• [DIRECTIONS] Convert the entries from the line containing "On this screenshot, the blonde player" through the line containing "[280,53,361,108]" into a two-column CSV with the columns text and answer. Use one row per entry, put each field in quotation marks, and replace line breaks with spaces.

[A block of data]

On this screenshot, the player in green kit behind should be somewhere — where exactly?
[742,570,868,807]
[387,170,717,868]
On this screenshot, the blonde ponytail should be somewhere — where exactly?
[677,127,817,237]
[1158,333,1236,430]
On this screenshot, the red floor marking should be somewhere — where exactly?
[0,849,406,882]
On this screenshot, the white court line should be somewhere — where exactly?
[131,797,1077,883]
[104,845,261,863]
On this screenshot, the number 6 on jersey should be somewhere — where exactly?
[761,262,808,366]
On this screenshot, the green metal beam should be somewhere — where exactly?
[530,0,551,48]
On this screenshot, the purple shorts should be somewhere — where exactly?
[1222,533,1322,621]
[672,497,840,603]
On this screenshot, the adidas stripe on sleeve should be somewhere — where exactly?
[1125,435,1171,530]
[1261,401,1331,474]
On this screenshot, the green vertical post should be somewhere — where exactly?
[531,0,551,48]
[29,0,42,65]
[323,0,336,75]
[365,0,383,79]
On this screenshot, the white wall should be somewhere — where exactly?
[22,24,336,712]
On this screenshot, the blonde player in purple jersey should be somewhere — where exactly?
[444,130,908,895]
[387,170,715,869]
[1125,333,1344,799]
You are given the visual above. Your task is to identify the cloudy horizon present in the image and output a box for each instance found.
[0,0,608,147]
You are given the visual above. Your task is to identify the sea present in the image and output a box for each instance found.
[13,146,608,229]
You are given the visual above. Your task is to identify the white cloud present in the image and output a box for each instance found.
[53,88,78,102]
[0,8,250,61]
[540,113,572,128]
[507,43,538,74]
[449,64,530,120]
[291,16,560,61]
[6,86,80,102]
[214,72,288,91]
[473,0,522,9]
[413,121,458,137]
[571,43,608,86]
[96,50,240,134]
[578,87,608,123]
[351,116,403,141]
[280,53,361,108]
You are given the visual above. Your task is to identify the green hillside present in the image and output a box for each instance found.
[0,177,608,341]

• [CORRECT RESPONSE]
text,answer
"On this screenshot, the blonde player in purple jersey should be somewhere — where exactly?","[444,130,908,895] [387,170,715,869] [1125,333,1344,799]"
"You are given the visual above. Your task is to identify the cloudy horizon present in the image and output a box for each instance found.","[0,0,608,147]"
"You are given the visual above. Your task is to identify the sea present in the image and output a box for each instance found.","[13,146,608,229]"
"You are given the visual above. Your task is to identify the white cloud present in the image and output a box for each instance found.","[53,88,78,102] [0,8,250,61] [540,113,572,128] [507,43,538,74] [449,64,530,120] [291,16,560,61] [6,86,80,102] [214,72,288,91] [473,0,522,9] [413,121,458,137] [571,43,608,86] [96,50,240,134] [578,87,608,123] [351,116,403,141] [280,53,361,108]"